- **Input material**
───

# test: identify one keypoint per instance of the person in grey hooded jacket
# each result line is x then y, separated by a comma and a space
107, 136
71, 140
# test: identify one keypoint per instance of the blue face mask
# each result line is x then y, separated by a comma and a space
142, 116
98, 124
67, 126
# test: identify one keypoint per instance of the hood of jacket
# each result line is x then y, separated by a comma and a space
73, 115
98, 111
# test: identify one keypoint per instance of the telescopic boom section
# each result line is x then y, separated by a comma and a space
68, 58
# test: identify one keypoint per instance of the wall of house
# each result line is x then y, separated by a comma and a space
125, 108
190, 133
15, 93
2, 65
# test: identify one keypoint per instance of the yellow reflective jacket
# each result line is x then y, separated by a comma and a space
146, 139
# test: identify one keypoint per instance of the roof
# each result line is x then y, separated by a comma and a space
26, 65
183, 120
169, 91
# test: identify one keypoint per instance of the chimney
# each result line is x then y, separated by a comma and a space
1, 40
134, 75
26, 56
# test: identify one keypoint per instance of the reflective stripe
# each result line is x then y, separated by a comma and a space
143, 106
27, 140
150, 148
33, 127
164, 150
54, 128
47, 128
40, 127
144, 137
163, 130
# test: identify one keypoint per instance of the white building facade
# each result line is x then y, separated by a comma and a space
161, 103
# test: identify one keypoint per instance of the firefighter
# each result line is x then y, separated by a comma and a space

───

- **The exercise**
Please output the entries above, every line exactly as it reads.

- **Result of this task**
# test: identify one keypoint per instance of the person in grey hooded jacket
# each result line is x then y, separated by a comma and a space
107, 136
71, 140
# test: identify one keypoint per instance of the blue face mask
# each result line is x then y, separated by a comma and a space
142, 116
98, 124
67, 126
# test: identify one keypoint per instance of the hood of jacket
# each result line is x then y, separated by a comma and a space
73, 115
98, 111
# test: identify one keypoint per instance of the telescopic boom section
# each result line is x then y, separated by a comma and a space
68, 58
# test: identify one keypoint per instance of the wall of house
# each result line is x then y, separated by a comma and a space
125, 108
190, 133
15, 93
2, 65
# test: identify one keypoint per instance of the yellow reflective jacket
# each result line is x then y, separated by a comma and a space
146, 139
# test: identify one keypoint per instance of the roof
# each result line is x then y, separated by a comma and a space
26, 65
183, 120
169, 91
# test: identify one keypoint per instance of the chimney
# each result line is x then y, separated by a comma and a space
1, 40
134, 75
26, 56
# test: identify one keypoint per instance of the reflective stripe
# each result line is x then y, separated by a comma and a space
143, 106
27, 140
150, 148
33, 127
164, 150
54, 128
47, 128
40, 127
144, 137
163, 130
# test: identify one keypoint per instance of the white building facade
# each result line is x then y, separated by a comma and a space
161, 103
# test: identify one keypoint per instance of the firefighter
# each result line is x then y, separated by a comma and a space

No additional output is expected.